• **TASKS**
#1 In the abstract on stem cells as carriers for therapeutic agents, what innate capability of stem cells does stem-cell-mediated delivery exploit?
#2 Carry on the abstract on stem cells as carriers for therapeutic agents, starting after its final sentence.

• **GIVEN PASSAGE**

Published online May 26, 2018. doi: 10.4252/wjsc.v10.i5.43
Peer-review started: March 28, 2018
First decision: April 9, 2018
Revised: April 26, 2018
Accepted: May 9, 2018
Article in press: May 10, 2018
Published online: May 26, 2018
Processing time: 58 Days and 11.7 Hours
The use of stem cells as carriers for therapeutic agents is an appealing modality for targeting tissues or organs of interest. Combined delivery of cells together with various information molecules as therapeutic agents has the potential to enhance, modulate or even initiate local or systemic repair processes, increasing stem cell efficiency for regenerative medicine applications. Stem-cell-mediated delivery of genes, proteins or small molecules takes advantage of the innate capability of stem cells to migrate and home to injury sites. As the native migratory properties are affected by in vitro expansion, the existent methods for enhancing stem cell targeting capabilities (modified culture methods, genetic modification, cell surface engineering) are described. The role of various nanoparticles in equipping stem cells with therapeutic small molecules is revised together with their class-specific advantages and shortcomings. Modalities to circumvent common challenges when designing a stem-cell-mediated targeted delivery system are described as well as future prospects in using this approach for regenerative medicine applications.

• **Stored data**
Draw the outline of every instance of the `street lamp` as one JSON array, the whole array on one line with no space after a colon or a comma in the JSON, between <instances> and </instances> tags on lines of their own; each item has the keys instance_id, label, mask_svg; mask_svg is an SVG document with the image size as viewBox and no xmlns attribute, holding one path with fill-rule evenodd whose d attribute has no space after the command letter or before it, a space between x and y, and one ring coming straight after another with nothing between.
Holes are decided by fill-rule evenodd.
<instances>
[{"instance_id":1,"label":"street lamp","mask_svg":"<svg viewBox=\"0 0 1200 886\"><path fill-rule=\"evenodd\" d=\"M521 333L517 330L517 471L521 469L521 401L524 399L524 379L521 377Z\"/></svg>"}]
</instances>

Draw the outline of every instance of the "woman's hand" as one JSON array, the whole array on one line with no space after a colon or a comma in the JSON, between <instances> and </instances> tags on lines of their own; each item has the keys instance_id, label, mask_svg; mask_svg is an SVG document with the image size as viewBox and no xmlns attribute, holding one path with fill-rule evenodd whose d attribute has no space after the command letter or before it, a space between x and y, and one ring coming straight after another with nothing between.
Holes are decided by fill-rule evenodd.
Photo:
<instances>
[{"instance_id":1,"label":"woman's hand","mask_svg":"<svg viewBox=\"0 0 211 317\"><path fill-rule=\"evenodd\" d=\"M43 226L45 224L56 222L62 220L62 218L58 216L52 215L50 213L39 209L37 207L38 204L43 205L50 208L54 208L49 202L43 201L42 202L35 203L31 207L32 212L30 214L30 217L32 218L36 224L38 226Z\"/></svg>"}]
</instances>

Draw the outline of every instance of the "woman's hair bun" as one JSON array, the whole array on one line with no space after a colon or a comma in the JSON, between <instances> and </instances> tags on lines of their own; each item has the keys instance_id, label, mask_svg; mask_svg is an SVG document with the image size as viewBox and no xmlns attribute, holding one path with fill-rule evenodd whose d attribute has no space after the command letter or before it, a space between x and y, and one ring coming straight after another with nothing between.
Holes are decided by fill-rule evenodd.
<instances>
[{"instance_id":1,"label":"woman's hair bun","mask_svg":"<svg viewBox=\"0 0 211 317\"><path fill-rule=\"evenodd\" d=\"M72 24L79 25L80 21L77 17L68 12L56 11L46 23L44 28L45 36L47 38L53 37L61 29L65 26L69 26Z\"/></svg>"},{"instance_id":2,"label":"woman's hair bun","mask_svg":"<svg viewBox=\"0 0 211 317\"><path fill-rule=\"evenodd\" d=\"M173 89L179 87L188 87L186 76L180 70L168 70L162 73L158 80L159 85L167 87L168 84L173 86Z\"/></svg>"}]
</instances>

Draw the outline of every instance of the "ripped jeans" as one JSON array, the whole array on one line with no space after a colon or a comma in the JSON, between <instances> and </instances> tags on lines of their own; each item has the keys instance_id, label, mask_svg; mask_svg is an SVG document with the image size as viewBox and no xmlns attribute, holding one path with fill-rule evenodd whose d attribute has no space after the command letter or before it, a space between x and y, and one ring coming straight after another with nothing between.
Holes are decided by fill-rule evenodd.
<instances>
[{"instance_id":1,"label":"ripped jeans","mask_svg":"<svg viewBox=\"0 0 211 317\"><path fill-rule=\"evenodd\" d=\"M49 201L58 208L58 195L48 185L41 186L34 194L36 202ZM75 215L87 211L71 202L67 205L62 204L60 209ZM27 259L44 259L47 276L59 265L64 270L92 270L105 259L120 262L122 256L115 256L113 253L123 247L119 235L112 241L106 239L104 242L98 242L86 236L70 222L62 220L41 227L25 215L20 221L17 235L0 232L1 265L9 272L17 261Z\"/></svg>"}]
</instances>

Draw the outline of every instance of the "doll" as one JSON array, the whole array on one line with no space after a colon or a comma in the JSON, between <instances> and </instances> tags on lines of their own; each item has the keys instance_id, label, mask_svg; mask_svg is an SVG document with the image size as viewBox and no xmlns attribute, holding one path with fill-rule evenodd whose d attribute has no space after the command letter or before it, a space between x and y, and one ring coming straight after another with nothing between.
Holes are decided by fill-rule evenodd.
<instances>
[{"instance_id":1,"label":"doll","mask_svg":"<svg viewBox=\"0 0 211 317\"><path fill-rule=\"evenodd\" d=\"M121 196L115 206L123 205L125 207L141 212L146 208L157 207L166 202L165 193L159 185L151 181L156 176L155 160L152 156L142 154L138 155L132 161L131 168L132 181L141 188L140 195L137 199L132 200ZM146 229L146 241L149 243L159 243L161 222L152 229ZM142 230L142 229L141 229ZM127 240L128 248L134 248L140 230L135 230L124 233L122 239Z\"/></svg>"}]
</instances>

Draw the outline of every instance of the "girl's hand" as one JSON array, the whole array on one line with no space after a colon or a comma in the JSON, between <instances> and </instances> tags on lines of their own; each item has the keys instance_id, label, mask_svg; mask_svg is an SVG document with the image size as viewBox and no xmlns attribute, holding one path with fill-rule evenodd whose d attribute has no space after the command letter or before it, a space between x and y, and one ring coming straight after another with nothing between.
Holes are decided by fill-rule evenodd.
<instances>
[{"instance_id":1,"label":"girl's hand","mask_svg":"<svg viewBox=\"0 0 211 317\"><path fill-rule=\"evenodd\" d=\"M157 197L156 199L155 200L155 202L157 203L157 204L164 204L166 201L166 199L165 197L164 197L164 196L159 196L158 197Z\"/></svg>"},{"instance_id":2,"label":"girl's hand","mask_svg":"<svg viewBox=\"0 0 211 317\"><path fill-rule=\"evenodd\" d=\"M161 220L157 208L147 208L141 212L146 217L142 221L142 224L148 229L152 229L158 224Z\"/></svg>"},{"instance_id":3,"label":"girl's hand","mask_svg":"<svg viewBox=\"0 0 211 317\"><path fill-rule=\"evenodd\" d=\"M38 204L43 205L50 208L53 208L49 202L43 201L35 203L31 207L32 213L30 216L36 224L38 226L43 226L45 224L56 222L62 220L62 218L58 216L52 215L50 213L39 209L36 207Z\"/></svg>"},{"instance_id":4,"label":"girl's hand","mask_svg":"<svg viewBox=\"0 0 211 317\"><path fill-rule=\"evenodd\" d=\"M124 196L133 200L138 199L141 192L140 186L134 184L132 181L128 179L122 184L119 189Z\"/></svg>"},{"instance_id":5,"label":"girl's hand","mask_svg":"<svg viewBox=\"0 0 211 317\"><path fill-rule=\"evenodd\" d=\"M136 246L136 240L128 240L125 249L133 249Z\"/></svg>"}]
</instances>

• **EXERCISE ANSWERS**
#1 Their innate capability to migrate and home to injury sites.

#2
Core tip: The capability of stem cells to mobilize, home and target to inflammatory sites justifies their use as delivery agents for regenerative medicine purposes. Cell and membrane engineering techniques can be used to increase the selective targeting potential of stem cells. Gene therapy and nanoparticle-mediated small-molecule delivery of informational cues have the potential to increase the efficiency of clinically relevant stem-cell-based regenerative therapies.